What to work on - Reproduce every line of the data below verbatim, with no characters added, removed, or altered.

Raw data -
*-*-*

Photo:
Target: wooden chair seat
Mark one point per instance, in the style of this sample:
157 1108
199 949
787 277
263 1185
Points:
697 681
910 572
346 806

*-*-*

Solution for this exercise -
Photo:
Target: wooden chair seat
Mark one point per instance, in the style of this sample:
157 1108
199 949
787 277
263 1185
Points:
697 681
910 572
346 806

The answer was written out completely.